— Start Given data —

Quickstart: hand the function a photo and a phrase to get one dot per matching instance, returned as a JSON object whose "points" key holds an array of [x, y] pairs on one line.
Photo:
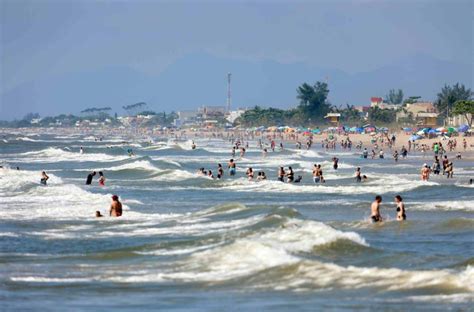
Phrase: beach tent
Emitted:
{"points": [[415, 137]]}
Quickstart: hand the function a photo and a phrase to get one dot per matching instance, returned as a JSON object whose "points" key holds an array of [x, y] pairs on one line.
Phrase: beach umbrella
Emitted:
{"points": [[463, 128]]}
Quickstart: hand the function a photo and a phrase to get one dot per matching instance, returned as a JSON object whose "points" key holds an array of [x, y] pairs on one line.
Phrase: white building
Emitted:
{"points": [[233, 115]]}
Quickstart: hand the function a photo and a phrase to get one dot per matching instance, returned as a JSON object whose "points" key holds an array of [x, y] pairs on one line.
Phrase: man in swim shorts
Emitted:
{"points": [[90, 176], [115, 207], [375, 210], [231, 165]]}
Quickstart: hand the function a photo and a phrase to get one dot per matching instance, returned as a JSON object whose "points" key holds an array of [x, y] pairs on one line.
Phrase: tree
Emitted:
{"points": [[350, 114], [450, 95], [411, 100], [465, 108], [134, 108], [394, 97], [30, 116], [313, 100], [376, 114]]}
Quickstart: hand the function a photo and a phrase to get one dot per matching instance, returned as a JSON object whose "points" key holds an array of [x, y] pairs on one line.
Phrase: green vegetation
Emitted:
{"points": [[450, 95], [394, 96], [465, 108], [312, 108], [386, 116]]}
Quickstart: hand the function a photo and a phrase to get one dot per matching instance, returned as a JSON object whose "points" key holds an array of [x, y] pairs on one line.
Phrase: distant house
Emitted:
{"points": [[212, 111], [375, 101], [417, 108], [378, 102], [233, 115], [333, 118], [458, 120], [426, 120], [186, 118], [363, 111]]}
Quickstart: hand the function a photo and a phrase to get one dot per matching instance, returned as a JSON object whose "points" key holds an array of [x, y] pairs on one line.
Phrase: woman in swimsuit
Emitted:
{"points": [[101, 179], [290, 176], [400, 208], [44, 178], [249, 173], [220, 171], [281, 174]]}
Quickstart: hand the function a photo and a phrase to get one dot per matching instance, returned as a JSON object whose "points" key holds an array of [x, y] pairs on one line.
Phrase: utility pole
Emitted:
{"points": [[229, 96]]}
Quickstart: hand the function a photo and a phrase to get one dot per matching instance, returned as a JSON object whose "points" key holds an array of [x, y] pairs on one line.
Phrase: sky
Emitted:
{"points": [[43, 38]]}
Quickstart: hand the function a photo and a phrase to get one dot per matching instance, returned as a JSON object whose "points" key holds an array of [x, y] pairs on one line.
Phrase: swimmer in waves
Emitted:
{"points": [[44, 178], [375, 210], [401, 216]]}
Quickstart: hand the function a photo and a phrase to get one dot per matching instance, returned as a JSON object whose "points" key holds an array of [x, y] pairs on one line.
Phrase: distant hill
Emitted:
{"points": [[200, 79]]}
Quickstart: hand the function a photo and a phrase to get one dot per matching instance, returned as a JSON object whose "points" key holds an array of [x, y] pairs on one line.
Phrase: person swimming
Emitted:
{"points": [[44, 178], [290, 175], [220, 171], [90, 176], [375, 210], [400, 208], [358, 176], [249, 173]]}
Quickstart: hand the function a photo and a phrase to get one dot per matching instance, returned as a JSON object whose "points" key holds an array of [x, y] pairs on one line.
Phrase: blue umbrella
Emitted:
{"points": [[463, 128]]}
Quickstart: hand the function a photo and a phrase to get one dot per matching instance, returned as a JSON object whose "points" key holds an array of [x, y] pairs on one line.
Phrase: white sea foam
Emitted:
{"points": [[52, 154]]}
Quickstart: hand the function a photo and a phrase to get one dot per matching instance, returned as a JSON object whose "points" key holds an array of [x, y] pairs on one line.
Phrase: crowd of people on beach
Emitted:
{"points": [[441, 164]]}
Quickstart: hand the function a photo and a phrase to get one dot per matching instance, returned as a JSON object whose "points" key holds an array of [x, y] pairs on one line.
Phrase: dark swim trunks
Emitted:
{"points": [[375, 219]]}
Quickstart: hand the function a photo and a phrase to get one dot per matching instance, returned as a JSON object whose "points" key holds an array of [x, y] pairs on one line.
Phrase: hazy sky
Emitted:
{"points": [[45, 38]]}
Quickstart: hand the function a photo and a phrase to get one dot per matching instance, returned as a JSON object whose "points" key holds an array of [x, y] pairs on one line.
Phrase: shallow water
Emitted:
{"points": [[192, 243]]}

— End Given data —

■ **Request**:
Pick out each line of the material above that contains the word "distant". Case matters.

■ **Task output**:
Phrase: distant house
Phrase: distant hill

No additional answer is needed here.